* [Study text]:
++++++++++

- Born: 14 February 1914 Islington, London, England
- Died: 28 April 1995 (aged 81)
- Occupations: type designer, typographer, writer

= Walter Tracy =

English typographer and writer (1914–1995)

Walter Valentine Tracy RDI (14 February 1914 – 28 April 1995) was an English type designer, typographer and writer.

== Biography ==
Walter Tracy was born in Islington, London and attended Shoreditch Secondary school. At the age of fourteen he was apprenticed to the large printing firm William Clowes as a compositor. When he had completed his apprenticeship, Tracy went to work in the typographic studio of The Baynard Press, a printing house. From 1938 to 1946, Tracy had been rejected by the army's medical examination, he worked in an advertising agency as a print buyer.

From 1947 Tracy began to work part-time for the British Linotype & Machinery Ltd. (L&M) company, a subsidiary of Mergenthaler Linotype. The following year he was hired as a full-time employee by L&M, where he was going to spend the following 30 years. There he became involved with designing typefaces for newspapers, and classified advertising. His typeface Jubilee, designed to be more robust than Stanley Morison's 1931 font Times New Roman, was adopted by a number of newspapers, and his Telegraph Modern was used by the Daily Telegraph from 1967.

++++++++++

* [Dataset records]:

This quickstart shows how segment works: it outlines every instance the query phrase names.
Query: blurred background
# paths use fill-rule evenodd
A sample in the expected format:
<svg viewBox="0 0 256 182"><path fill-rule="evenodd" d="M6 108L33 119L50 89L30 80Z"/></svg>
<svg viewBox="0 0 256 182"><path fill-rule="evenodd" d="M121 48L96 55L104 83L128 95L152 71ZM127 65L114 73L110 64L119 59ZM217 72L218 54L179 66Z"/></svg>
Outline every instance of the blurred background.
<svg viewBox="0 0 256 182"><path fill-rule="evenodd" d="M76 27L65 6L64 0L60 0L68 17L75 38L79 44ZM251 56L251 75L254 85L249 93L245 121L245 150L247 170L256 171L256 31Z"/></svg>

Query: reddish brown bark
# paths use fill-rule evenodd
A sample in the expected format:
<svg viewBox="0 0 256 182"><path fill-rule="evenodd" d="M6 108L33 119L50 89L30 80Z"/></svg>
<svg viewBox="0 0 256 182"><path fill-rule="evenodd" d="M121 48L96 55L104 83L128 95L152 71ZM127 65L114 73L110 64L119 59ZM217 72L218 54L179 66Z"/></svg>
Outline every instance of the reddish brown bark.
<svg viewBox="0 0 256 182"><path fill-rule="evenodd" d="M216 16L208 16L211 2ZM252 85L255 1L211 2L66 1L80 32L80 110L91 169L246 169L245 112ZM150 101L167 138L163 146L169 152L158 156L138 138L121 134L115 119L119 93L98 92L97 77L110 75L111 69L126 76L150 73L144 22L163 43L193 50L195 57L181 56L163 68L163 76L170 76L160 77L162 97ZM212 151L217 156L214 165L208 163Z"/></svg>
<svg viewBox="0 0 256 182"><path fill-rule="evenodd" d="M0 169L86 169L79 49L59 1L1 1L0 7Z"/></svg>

++++++++++

* [Prompt A]:
List every typeface named in the Walter Tracy article.
* [Prompt B]:
Reproduce word for word the stretch of the Walter Tracy article from "English typographer and" through "a print buyer.".
The entries come from a source unrelated to the Walter Tracy article.

* [Written solution A]:
Jubilee, Times New Roman, Telegraph Modern

* [Written solution B]:
English typographer and writer (1914–1995)

Walter Valentine Tracy RDI (14 February 1914 – 28 April 1995) was an English type designer, typographer and writer.

== Biography ==
Walter Tracy was born in Islington, London and attended Shoreditch Secondary school. At the age of fourteen he was apprenticed to the large printing firm William Clowes as a compositor. When he had completed his apprenticeship, Tracy went to work in the typographic studio of The Baynard Press, a printing house. From 1938 to 1946, Tracy had been rejected by the army's medical examination, he worked in an advertising agency as a print buyer.